8-K 1 bots_8k.htm FORM 8-K bots_8k.htm

 

 

UNITED STATES

SECURITIES AND EXCHANGE COMMISSION

Washington, D.C. 20549

 

FORM 8-K

 

CURRENT REPORT

Pursuant to Section 13 OR 15(d) of

The Securities Exchange Act of 1934

 

Date of Report (Date of earliest): July 6, 2021

 

Commission File Number: 000-55986

 

 BOTS, INC.

 (Exact name of registrant as specified in charter)

  

Puerto Rico

 

27-4439285

(State or other jurisdiction of incorporation)

 

(IRS Employer Identification No.)

 

 

 

1064 Ave Ponce De Leon, Suite 200,

San Juan, PR

 

00907

(Address of principal executive offices)

 

(Zip Code)

 

Registrant’s telephone number (570) 778-6459

 

Check the appropriate box below if the Form 8-K filing is intended to simultaneously satisfy the filing obligation of the registrant under any of the following provisions:

 

Written communications pursuant to Rule 425 under the Securities Act (17 CFR 230.425)

 

 

Soliciting material pursuant to Rule 14a-12 under the Exchange Act (17 CFR 240.14a -12)

 

 

Pre-commencement communications pursuant to Rule 14d-2(b) under the Exchange Act (17 CFR 240.14d -2(b))

 

 

Pre-commencement communications pursuant to Rule 13e-4(c) under the Exchange Act (17 CFR 240.13e -4(c))

  

Securities registered pursuant to Section 12(b) of the Act: None

 

Indicate by check mark whether the registrant is an emerging growth company as defined in Rule 405 of the Securities Act of 1933 (§230.405 of this chapter) or Rule 12b-2 of the Securities Exchange Act of 1934 (§240.12b-2 of this chapter).

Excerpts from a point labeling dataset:

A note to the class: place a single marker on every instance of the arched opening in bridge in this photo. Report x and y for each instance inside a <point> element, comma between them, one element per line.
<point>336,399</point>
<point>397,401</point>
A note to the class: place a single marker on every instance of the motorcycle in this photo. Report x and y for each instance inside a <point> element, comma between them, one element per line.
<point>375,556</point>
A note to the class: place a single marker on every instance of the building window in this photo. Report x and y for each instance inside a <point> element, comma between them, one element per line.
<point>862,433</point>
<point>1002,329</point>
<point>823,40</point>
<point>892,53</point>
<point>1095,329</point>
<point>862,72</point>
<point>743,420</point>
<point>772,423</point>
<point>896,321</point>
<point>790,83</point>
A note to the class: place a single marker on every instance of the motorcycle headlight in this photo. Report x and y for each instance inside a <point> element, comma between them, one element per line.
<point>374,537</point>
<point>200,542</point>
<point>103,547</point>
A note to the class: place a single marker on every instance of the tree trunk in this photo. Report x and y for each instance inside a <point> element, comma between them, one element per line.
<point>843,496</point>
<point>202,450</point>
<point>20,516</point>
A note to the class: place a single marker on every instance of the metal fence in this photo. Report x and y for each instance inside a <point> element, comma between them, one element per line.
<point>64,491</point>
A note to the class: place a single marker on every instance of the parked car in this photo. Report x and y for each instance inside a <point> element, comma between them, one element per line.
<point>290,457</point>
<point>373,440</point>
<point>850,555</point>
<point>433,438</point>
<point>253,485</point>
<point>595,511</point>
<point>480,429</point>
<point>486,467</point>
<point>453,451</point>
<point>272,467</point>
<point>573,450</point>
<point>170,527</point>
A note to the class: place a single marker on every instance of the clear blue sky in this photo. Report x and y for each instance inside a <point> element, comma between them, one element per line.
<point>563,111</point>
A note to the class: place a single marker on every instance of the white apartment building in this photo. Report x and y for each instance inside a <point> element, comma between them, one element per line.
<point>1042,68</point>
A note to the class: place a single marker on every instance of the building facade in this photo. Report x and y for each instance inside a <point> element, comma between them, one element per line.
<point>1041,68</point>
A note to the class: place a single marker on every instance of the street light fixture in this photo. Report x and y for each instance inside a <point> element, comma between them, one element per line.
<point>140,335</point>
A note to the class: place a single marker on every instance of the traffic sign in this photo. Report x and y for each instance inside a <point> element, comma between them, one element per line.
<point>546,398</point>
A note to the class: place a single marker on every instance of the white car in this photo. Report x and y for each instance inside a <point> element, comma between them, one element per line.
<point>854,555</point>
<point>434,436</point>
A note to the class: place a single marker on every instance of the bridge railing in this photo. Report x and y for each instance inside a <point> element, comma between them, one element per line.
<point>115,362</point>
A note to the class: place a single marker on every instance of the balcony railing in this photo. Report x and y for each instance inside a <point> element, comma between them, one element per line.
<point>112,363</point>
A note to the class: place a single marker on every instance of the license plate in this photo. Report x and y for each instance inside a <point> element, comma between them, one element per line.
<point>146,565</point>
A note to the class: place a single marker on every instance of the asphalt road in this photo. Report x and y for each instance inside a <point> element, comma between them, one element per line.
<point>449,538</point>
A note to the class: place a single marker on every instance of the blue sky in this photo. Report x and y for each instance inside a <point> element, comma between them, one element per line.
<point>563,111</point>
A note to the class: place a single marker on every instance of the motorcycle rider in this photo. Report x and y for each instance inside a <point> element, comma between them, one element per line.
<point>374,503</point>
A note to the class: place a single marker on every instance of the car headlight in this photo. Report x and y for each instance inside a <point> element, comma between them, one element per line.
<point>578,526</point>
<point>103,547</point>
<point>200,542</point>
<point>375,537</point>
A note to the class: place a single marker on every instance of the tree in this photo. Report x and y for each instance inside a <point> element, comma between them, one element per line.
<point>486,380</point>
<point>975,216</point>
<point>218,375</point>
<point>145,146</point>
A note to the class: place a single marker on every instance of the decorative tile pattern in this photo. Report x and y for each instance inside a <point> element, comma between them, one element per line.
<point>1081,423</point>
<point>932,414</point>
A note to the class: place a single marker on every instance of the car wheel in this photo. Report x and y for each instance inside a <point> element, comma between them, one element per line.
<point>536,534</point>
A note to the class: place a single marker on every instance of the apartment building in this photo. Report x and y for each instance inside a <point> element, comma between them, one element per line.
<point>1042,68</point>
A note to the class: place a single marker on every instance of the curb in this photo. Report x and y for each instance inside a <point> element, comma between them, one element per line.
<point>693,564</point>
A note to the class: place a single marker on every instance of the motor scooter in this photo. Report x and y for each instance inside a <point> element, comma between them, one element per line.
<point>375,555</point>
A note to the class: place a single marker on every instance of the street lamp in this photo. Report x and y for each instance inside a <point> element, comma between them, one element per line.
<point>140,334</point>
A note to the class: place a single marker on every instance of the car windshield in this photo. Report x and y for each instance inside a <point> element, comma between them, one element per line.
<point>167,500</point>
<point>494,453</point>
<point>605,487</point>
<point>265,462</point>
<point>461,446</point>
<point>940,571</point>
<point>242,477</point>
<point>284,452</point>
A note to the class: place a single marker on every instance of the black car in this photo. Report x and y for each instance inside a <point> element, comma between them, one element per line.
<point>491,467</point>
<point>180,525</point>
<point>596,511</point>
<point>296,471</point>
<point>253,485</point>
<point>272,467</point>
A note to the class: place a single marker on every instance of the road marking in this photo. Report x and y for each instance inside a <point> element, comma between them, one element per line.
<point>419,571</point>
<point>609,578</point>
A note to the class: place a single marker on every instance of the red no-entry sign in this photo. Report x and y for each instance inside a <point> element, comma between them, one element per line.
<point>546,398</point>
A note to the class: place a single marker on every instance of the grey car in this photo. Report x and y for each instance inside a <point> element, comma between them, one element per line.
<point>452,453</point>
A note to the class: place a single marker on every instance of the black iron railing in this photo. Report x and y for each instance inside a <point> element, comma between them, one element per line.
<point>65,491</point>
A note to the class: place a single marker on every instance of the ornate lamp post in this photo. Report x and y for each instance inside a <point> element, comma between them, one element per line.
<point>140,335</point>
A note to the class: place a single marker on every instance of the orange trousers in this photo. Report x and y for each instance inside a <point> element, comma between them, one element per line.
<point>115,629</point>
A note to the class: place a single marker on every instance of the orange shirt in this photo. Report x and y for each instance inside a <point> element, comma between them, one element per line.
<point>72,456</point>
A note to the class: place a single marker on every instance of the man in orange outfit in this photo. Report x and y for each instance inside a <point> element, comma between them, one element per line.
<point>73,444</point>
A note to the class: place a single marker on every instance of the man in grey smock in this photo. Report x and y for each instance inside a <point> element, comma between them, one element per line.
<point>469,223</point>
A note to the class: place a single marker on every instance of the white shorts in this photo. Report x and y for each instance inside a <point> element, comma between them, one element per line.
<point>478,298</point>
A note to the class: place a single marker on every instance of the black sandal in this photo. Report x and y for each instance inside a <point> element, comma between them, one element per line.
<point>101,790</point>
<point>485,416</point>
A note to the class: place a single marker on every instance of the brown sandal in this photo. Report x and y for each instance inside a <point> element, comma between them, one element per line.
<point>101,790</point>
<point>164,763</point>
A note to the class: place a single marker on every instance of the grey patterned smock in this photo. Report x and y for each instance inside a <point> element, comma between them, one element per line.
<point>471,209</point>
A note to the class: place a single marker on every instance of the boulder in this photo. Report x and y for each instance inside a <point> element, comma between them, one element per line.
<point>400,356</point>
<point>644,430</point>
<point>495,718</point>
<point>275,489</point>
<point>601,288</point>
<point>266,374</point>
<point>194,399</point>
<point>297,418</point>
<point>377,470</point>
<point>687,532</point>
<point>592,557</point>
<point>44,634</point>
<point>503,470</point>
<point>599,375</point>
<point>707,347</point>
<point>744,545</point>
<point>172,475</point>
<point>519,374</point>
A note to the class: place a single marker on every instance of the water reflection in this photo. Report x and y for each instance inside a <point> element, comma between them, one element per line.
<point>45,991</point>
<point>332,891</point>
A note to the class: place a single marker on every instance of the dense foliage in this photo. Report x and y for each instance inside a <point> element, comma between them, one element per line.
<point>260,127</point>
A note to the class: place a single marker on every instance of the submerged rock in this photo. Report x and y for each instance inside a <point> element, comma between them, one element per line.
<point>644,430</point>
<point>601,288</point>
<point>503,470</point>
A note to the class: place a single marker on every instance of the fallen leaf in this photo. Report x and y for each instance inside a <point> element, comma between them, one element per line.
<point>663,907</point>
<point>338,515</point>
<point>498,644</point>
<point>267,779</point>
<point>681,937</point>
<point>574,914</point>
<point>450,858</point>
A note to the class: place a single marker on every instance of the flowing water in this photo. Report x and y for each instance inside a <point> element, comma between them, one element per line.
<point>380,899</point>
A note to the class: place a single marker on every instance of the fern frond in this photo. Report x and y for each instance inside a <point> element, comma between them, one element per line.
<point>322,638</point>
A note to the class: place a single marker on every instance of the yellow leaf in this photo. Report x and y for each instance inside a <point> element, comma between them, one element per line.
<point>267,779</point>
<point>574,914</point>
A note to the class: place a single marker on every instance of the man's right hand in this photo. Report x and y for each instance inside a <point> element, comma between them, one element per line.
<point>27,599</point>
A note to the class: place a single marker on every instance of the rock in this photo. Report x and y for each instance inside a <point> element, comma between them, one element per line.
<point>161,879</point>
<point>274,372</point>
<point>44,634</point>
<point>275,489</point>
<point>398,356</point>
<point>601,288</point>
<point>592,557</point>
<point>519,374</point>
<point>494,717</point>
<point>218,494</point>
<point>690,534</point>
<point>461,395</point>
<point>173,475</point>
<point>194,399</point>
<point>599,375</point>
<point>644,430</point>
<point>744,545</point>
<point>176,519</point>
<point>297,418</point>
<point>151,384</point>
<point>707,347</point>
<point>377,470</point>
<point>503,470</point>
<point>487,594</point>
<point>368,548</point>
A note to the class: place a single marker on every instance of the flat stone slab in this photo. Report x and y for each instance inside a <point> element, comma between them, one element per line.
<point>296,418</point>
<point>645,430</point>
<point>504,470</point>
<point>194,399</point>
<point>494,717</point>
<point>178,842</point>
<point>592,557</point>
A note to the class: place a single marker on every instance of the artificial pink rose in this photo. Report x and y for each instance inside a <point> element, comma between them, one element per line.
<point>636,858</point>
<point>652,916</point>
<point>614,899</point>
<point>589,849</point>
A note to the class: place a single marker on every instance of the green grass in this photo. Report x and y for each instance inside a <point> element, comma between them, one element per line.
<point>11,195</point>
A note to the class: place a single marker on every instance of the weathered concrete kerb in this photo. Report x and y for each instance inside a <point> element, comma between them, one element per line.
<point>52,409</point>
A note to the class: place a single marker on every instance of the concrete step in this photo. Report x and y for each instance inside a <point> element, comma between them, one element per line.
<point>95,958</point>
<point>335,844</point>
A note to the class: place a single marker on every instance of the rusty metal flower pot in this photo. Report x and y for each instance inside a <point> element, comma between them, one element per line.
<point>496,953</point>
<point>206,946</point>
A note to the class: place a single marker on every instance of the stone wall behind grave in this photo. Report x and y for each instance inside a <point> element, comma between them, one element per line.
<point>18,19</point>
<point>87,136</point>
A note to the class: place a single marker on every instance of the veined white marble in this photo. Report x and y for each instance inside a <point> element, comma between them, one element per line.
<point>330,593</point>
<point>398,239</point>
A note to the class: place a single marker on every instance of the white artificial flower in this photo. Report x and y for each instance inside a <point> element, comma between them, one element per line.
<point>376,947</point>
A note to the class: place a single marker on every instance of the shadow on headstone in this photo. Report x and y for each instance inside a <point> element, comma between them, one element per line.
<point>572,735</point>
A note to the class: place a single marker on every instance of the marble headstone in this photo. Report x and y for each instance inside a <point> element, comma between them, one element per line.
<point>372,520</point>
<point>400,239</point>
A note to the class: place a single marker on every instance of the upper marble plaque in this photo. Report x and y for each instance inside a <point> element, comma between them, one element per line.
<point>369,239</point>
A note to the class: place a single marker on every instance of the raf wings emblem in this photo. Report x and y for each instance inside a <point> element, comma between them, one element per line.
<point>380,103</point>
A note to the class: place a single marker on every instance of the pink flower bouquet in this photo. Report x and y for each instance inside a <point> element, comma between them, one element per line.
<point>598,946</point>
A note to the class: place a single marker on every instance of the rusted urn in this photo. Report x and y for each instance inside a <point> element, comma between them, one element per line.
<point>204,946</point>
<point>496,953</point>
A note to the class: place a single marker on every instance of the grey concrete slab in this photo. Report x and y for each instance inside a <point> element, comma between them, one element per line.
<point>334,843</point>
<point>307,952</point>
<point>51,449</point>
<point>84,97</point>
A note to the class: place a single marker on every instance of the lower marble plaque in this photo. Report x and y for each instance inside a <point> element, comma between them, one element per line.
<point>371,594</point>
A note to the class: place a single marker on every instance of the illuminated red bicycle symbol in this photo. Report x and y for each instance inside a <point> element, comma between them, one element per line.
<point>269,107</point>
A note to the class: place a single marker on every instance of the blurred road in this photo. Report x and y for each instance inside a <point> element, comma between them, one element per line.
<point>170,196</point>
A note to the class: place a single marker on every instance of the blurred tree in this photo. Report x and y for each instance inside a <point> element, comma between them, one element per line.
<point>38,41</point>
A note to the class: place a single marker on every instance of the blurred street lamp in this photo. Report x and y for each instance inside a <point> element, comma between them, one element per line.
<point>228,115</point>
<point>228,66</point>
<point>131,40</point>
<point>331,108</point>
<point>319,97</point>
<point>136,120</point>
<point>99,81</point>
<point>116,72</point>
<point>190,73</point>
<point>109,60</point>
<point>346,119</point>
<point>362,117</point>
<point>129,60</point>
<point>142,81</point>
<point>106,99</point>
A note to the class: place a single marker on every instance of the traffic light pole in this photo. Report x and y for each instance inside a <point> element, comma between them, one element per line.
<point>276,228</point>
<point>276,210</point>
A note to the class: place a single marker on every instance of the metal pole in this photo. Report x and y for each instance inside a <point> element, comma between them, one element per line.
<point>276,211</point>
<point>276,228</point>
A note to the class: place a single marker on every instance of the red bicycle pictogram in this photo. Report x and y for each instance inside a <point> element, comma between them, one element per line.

• Task list:
1 - Reproduce the Bots, Inc. Form 8-K verbatim, starting at "Registrant’s telephone number" and ending at "(17 CFR 230.425)".
2 - Name each rule that appears among the checkbox options in the Bots, Inc. Form 8-K, along with the act it falls under.
3 - Continue the Bots, Inc. Form 8-K from the last line shown.
This material comes from a separate source.

• Answers for this exercise:
1 -
Registrant’s telephone number (570) 778-6459

 

Check the appropriate box below if the Form 8-K filing is intended to simultaneously satisfy the filing obligation of the registrant under any of the following provisions:

 

Written communications pursuant to Rule 425 under the Securities Act (17 CFR 230.425)

2 -
Rule 425 under the Securities Act
Rule 14a-12 under the Exchange Act
Rule 14d-2(b) under the Exchange Act
Rule 13e-4(c) under the Exchange Act

3 -
 

Emerging growth company. ☐

 

If an emerging growth company, indicate by check mark if the registrant has elected not to use the extended transition period for complying with any new or revised financial accounting standards provided pursuant to Section 13(a) of the Exchange Act. ☐

 

 

 

 

Item 1.01 Entry into a Material Definitive Agreement.

 

On July 6, 2021, the Company entered into a settlement agreement with Everything Blockchain, Inc. Under the settlement agreement the Company agreed to return 250,000 shares of Everything Blockchain Series B Preferred stock to Everything Blockchain in exchange for the assignment of the $1,400,000 promissory note owed by First Bitcoin Capital Corp to Everything Blockchain, along with the $110,000 interest owed on the promissory note. In addition, the Company received 20,726,120 BIT tokens held by Everything Blockchain. This transaction was a related party transaction and was conducted at arm’s length.

 

Simultaneously with the above transaction, the Company exchanged 125,000 shares of Series B Preferred stock for 50,000,000 shares of BOTS common stock owned by Epic Industry. In addition, the Company exchanged 125,000 shares of Series B Preferred stock for 50,000,000 shares of common stock owned by Paul Rosenberg.

 

In addition to the Company entered into a settlement agreement with APO Holdings, LLC where the Company issued 15,000,000 shares of common stock in exchange for the settlement of its outstanding debt owed to APO Holdings, LLC in the amount of $58,706.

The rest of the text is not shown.